### INPUT MATERIAL ###
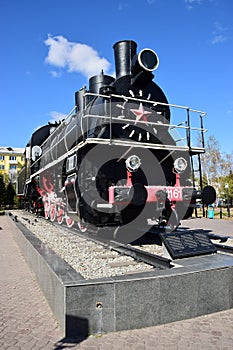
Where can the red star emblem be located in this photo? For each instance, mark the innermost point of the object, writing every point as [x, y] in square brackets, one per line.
[140, 113]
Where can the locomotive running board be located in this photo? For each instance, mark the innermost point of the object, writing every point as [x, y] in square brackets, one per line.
[187, 243]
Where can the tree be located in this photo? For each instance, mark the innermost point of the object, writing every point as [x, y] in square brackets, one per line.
[2, 191]
[217, 167]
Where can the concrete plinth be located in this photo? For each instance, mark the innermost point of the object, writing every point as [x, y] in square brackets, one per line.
[197, 286]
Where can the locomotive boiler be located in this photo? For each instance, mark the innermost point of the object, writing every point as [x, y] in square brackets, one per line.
[117, 160]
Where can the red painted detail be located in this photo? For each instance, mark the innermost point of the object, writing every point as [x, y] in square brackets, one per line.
[69, 221]
[174, 193]
[129, 179]
[140, 113]
[177, 184]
###
** SET TASK **
Repeat all of the material above word for word, leaving out the pictures.

** FULL SOLUTION **
Where can the red star emblem be located in this photo? For each instance, mark the innermost point of the object, writing every point as [x, y] in square brackets, one per line.
[140, 113]
Where can the locomotive running board be located in this photo? For each instance, mark the innermost point of the object, writing every point as [x, y] in square brackets, one per line.
[187, 243]
Where can the tree be located in this photo? For each instance, mark the innermost point of the object, writing every point as [x, y] in square brackets, one per line.
[2, 191]
[217, 167]
Where can the concrete plinth be located in this photo? For each instance, mark the innermost point of the object, writing every point as [x, y] in square brackets, one per line.
[197, 286]
Where can the locomotive boiler be located in this photo? For each instance, mark the innermost point of the object, writing every point as [x, y] in square brackets, one per line.
[117, 160]
Where can the red painted detail be located in this photo? For each instance, mark the innermost point of the object, writing every point as [x, y] in square brackets, one per line.
[69, 221]
[174, 193]
[129, 179]
[140, 113]
[177, 184]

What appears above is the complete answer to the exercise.